** Opening RECORDS SUPPLIED block **
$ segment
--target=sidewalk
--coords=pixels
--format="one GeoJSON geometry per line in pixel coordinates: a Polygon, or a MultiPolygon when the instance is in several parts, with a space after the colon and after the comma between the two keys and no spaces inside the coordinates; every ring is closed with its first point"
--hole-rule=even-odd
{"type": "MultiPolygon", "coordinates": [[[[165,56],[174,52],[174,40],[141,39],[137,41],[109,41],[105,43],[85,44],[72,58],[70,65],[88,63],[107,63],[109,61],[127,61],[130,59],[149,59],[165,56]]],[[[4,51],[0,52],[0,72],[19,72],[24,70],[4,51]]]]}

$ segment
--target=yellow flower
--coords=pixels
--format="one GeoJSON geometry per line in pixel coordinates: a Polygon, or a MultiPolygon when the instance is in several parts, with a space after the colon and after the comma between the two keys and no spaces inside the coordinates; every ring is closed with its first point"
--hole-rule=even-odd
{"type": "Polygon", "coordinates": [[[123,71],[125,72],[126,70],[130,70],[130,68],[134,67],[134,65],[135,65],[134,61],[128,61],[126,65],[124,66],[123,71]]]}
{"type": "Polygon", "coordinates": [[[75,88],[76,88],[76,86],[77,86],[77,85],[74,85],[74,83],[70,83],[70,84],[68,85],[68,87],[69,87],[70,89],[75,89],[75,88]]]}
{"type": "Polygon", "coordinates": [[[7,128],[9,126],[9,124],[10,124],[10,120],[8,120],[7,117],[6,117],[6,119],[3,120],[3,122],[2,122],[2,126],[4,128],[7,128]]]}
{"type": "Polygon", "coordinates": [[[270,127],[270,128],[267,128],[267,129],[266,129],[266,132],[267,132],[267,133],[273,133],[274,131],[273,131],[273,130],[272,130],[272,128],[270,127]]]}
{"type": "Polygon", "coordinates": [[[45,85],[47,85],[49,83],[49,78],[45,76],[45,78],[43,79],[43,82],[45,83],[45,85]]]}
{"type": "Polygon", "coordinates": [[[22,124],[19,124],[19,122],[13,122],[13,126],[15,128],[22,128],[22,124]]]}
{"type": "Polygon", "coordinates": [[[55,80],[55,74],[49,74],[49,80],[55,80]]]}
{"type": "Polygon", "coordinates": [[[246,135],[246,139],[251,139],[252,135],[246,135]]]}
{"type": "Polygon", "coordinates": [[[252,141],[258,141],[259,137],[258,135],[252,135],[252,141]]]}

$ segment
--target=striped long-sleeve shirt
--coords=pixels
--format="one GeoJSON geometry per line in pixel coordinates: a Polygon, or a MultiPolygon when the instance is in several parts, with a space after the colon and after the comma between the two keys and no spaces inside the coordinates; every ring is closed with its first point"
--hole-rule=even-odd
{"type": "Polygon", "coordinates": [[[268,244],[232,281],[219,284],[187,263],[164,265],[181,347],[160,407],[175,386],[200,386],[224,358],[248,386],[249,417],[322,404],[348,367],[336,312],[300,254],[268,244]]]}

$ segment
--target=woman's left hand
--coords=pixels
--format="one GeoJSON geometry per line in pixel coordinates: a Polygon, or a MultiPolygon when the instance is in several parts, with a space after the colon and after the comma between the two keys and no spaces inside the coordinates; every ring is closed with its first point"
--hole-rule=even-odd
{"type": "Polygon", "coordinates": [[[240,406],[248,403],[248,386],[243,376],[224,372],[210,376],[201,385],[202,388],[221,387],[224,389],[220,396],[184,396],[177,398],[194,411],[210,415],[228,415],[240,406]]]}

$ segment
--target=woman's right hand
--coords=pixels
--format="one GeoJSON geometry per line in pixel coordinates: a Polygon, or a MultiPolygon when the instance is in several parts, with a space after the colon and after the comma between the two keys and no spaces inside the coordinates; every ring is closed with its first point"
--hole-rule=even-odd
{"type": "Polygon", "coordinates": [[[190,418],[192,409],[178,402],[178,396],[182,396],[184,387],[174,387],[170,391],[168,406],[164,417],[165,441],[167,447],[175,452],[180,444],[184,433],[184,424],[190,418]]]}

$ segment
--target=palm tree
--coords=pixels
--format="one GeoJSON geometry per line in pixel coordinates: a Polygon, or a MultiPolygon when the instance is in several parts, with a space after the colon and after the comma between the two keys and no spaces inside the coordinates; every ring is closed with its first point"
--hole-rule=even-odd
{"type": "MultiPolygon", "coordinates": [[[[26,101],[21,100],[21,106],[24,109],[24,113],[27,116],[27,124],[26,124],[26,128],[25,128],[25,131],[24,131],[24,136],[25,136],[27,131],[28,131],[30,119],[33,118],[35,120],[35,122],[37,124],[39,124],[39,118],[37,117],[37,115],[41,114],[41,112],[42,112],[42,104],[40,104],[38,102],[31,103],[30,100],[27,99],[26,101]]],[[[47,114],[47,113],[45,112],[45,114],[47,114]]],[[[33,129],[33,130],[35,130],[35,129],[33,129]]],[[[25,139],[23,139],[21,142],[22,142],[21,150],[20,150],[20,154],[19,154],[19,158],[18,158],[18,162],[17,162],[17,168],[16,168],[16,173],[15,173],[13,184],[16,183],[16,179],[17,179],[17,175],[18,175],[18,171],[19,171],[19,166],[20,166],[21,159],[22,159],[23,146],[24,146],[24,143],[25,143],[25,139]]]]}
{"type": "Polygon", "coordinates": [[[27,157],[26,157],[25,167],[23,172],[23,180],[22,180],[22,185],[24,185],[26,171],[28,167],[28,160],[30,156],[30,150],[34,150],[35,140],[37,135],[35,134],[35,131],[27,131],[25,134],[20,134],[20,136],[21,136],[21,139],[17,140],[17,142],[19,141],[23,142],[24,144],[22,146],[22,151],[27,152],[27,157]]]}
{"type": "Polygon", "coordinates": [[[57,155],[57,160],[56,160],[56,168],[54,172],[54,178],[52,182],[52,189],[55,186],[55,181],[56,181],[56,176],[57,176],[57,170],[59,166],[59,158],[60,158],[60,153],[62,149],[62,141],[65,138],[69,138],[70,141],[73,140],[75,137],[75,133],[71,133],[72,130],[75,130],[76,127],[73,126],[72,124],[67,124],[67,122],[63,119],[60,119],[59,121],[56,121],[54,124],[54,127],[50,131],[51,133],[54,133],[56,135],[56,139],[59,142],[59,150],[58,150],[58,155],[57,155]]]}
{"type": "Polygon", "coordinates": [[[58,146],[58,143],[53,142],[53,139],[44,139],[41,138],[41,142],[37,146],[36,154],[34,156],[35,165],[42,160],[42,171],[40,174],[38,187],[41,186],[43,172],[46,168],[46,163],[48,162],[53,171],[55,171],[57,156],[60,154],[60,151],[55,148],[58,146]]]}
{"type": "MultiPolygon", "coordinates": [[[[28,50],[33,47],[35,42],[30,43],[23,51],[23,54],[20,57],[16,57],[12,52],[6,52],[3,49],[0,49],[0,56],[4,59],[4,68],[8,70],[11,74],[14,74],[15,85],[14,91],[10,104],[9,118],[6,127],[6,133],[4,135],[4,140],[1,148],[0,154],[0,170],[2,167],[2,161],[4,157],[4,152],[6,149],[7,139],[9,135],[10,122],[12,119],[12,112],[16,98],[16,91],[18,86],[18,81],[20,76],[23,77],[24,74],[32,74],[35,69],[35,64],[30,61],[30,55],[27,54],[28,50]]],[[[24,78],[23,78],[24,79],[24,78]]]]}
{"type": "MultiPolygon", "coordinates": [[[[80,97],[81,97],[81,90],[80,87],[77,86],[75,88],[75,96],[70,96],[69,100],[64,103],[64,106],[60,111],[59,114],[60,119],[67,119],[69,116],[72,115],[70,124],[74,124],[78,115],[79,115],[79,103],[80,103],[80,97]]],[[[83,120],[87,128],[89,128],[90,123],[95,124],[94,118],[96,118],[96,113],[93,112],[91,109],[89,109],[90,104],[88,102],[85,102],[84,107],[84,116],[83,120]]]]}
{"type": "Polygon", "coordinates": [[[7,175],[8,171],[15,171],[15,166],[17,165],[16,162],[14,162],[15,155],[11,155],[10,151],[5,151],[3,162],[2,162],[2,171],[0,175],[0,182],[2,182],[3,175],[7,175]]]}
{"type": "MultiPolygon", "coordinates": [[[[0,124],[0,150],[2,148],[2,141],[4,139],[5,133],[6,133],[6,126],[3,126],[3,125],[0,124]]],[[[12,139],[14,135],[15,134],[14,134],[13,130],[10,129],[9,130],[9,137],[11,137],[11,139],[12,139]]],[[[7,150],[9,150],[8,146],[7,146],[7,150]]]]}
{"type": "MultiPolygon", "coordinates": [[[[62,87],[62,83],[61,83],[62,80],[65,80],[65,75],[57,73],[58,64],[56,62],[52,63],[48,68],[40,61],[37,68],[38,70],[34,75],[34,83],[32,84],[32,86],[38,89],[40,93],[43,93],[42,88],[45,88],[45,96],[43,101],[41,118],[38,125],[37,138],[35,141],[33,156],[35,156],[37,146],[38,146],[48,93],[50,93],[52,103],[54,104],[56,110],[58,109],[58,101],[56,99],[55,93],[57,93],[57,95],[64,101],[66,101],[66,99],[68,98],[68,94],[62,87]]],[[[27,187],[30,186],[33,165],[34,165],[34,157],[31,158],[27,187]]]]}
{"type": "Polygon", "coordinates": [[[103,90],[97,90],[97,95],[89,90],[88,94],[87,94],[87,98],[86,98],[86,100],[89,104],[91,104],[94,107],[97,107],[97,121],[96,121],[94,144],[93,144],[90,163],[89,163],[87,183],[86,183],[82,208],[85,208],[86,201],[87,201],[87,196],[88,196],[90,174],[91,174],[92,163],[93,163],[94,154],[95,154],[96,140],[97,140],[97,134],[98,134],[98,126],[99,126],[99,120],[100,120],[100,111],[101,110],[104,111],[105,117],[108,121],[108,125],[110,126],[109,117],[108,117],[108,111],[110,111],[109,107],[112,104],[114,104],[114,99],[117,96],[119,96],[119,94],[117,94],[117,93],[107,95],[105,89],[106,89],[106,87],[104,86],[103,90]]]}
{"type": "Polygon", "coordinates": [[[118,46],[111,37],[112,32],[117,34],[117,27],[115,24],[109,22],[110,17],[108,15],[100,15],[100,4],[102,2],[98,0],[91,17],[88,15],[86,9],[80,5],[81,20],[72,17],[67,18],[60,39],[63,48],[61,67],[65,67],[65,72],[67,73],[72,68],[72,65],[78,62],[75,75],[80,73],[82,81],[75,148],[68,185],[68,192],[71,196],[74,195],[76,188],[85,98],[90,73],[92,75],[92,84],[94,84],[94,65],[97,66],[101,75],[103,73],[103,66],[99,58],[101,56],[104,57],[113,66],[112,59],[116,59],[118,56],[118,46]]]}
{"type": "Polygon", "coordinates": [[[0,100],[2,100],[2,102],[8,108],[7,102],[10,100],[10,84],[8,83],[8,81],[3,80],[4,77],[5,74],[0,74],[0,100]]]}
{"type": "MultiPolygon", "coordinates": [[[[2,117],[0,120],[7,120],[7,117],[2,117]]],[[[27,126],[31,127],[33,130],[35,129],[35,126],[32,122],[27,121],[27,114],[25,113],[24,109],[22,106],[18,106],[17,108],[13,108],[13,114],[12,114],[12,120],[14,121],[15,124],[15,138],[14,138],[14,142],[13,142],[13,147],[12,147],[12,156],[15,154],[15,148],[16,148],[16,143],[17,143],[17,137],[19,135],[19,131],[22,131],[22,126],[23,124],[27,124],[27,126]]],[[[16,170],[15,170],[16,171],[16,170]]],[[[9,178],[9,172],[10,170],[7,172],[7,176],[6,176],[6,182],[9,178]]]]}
** Closing RECORDS SUPPLIED block **
Above are the records. Copy every line in them holding "target".

--target=sidewalk
--target=yellow flower
--target=striped long-sleeve shirt
--target=woman's left hand
--target=woman's right hand
--target=palm tree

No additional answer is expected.